── Record extracts ──
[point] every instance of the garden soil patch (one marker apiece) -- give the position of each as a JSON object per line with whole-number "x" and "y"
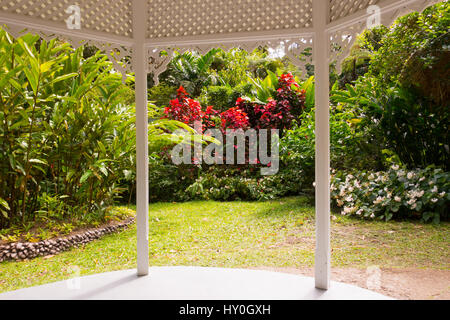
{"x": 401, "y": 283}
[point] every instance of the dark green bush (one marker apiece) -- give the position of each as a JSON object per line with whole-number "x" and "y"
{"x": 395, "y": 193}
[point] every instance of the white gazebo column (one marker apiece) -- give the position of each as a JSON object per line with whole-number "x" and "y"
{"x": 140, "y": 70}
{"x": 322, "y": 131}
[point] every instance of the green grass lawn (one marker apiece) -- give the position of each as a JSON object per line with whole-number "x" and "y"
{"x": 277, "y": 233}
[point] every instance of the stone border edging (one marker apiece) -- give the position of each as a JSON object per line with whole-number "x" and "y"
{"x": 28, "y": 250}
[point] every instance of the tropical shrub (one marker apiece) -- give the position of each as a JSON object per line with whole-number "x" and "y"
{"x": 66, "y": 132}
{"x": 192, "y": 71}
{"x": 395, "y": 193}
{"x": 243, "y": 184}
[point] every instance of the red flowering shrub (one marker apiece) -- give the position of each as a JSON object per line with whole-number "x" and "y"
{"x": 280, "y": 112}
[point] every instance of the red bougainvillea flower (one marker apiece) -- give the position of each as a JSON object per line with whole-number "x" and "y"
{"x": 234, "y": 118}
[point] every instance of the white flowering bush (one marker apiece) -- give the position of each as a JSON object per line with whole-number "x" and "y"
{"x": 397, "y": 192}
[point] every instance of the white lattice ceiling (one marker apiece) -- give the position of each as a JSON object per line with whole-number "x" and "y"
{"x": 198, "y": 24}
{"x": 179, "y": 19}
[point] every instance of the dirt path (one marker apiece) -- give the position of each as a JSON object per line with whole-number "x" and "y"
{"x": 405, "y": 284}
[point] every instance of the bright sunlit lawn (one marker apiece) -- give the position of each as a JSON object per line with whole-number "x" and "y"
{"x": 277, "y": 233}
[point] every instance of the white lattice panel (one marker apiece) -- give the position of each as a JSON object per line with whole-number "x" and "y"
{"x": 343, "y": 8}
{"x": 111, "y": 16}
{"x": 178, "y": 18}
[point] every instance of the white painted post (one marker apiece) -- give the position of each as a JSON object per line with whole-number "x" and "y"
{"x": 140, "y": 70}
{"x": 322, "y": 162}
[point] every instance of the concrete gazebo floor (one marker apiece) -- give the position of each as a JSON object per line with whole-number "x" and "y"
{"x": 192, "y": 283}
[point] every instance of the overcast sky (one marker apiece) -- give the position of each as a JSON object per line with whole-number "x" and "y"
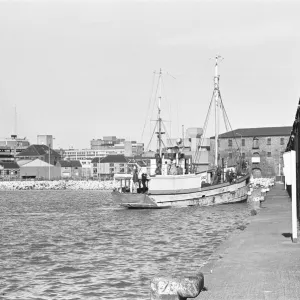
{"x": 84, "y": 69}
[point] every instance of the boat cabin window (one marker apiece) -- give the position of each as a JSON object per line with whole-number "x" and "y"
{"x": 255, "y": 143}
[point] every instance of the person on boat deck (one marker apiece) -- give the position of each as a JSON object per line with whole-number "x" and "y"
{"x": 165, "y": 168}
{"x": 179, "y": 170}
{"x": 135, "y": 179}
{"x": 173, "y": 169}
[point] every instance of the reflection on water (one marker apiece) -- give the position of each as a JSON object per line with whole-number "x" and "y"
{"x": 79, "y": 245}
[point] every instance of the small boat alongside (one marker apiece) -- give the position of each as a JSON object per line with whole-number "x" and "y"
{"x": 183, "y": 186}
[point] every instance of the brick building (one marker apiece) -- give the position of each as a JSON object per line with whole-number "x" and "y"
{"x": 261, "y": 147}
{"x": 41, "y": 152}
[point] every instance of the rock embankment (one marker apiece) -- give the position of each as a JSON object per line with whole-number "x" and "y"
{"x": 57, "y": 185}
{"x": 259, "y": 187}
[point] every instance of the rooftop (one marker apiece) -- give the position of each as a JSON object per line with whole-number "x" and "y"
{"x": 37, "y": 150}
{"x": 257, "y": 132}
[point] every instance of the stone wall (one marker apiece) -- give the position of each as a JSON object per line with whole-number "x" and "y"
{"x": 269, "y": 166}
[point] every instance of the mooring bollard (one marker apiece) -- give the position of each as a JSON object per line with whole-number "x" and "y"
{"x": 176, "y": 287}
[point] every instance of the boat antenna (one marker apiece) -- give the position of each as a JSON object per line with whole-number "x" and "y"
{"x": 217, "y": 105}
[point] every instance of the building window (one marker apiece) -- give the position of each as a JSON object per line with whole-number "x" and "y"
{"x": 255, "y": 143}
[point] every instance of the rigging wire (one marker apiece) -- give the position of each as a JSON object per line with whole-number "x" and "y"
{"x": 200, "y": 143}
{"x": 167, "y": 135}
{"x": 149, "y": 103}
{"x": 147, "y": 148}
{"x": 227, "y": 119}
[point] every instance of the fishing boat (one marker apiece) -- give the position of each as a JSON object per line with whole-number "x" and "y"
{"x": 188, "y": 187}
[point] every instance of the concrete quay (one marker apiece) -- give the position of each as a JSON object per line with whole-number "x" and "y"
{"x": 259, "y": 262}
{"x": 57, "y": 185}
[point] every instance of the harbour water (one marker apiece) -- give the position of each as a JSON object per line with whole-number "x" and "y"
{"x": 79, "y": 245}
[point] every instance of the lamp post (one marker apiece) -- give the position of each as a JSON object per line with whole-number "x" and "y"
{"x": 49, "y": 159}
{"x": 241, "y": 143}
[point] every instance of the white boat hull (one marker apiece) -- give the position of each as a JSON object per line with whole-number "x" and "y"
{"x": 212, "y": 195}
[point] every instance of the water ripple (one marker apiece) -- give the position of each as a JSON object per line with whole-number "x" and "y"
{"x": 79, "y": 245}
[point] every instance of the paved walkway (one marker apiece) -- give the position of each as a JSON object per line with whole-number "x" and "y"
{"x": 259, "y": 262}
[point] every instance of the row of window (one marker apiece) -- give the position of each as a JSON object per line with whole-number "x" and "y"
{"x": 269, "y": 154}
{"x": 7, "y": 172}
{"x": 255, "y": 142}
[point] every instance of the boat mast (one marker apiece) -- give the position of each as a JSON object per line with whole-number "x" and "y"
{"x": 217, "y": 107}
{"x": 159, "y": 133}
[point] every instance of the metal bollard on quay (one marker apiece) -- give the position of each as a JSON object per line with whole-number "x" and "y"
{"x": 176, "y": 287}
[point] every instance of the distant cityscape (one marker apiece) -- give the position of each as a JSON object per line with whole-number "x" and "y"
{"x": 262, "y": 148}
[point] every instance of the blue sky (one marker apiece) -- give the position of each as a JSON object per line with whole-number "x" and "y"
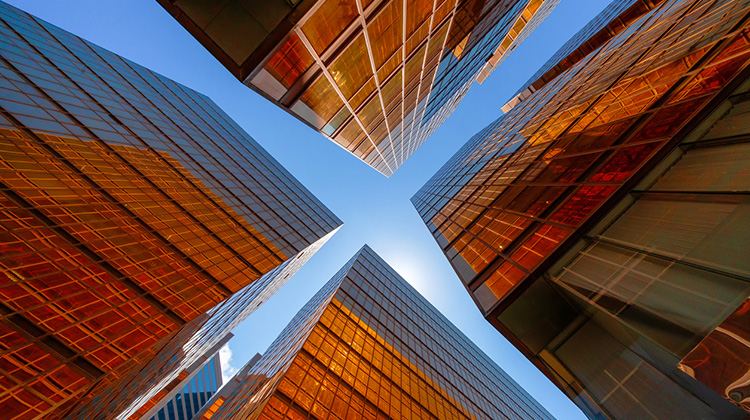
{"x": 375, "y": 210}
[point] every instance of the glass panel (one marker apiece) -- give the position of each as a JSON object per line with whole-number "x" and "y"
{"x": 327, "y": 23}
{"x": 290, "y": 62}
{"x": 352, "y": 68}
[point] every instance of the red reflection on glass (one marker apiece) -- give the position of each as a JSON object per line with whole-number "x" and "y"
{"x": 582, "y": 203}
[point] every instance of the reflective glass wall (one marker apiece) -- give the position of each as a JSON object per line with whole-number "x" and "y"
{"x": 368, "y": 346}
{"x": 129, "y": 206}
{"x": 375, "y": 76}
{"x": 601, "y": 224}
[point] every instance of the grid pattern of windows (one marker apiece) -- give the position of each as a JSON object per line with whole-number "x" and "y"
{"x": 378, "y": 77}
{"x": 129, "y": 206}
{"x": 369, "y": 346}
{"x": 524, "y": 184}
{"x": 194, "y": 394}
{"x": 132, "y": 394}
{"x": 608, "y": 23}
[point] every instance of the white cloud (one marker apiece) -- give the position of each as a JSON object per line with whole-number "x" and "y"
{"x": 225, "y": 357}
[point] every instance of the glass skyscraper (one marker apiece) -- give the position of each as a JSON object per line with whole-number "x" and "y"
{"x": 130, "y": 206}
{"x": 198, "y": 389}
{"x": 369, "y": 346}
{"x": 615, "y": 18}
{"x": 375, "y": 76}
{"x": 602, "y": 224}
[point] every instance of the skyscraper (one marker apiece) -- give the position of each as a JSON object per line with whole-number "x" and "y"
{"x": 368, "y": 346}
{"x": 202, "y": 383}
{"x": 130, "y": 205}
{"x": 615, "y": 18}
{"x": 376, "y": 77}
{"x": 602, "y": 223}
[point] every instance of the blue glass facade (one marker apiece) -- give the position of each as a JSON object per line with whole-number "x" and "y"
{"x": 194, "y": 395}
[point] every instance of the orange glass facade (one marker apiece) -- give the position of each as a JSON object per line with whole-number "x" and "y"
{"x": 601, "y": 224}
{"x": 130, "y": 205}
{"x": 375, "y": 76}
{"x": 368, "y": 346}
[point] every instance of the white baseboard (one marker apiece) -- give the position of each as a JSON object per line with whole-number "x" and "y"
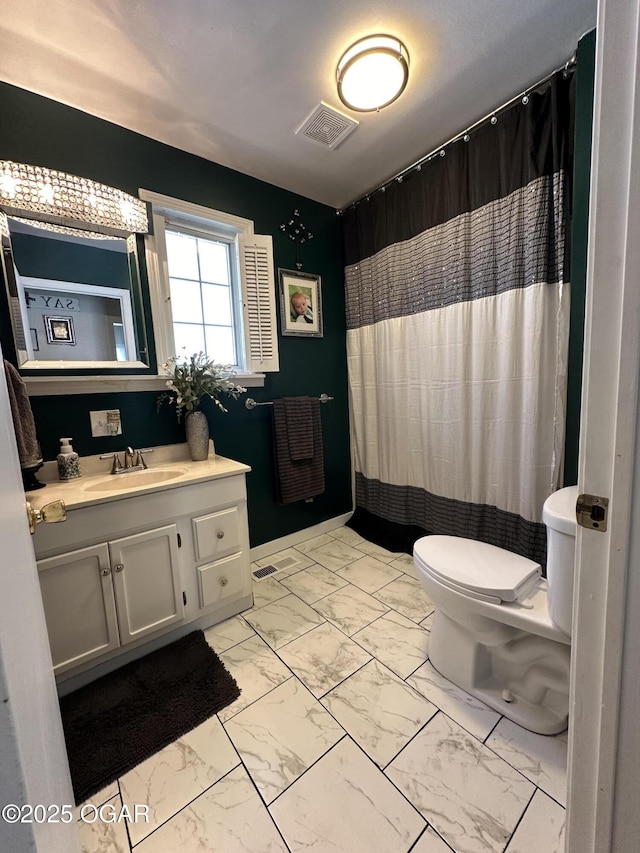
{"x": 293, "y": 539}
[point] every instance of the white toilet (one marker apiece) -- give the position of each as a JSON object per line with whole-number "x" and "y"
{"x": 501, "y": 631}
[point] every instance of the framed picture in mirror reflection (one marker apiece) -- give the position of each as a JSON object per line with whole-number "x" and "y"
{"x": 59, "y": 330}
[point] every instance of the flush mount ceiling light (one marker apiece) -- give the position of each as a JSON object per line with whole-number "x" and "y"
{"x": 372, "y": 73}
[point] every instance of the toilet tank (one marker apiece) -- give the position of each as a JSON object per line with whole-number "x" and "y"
───
# Task description
With pictures omitted, reproduce exactly the lines from the line containing "[point] every instance of the glass skyscraper" through the end of the data above.

# Solution for this task
[point] every instance of the glass skyscraper (one marker apiece) -- give the position of each as a JSON object per line with whole-number "x" and "y"
{"x": 130, "y": 206}
{"x": 198, "y": 389}
{"x": 369, "y": 346}
{"x": 615, "y": 18}
{"x": 375, "y": 76}
{"x": 602, "y": 224}
[point] every instance of the skyscraper (one marker apiece) -- give the position of each as a JSON object per line with whole-number "x" and "y"
{"x": 368, "y": 346}
{"x": 202, "y": 383}
{"x": 130, "y": 205}
{"x": 615, "y": 18}
{"x": 376, "y": 77}
{"x": 602, "y": 223}
[point] every instance of the blue glass facade (one marker apiece) -- give the position of each as a JSON object per line with whole-number "x" and "y"
{"x": 194, "y": 395}
[point] every instance of the orange glass facade (one marker apiece) -- give the position of each as a JSON object per line with whole-number "x" and "y"
{"x": 601, "y": 224}
{"x": 130, "y": 205}
{"x": 375, "y": 76}
{"x": 368, "y": 346}
[point] every instance of the white baseboard (one marker apiece) -- give the position of each as a JSON object per line with whole-number "x" and "y"
{"x": 293, "y": 539}
[point] every instance of the white toilet (one marker apiece) -- give the position of each as a JSON object per line with whole-number "x" and "y"
{"x": 501, "y": 631}
[point] every instance of the framed picture in mirror reflection (one marker apiece) -- give the position of each as a JSON object per line with whole-number "x" and "y"
{"x": 59, "y": 330}
[point] every instance of the flush mount ceiling light (one marker apiece) -- give the position of each as a JSON object per line with whole-number "x" and "y"
{"x": 372, "y": 73}
[point] every instance of the toilet tank (one marker apiece) -- give the position of each as a JSON object per line with whole-number "x" and "y"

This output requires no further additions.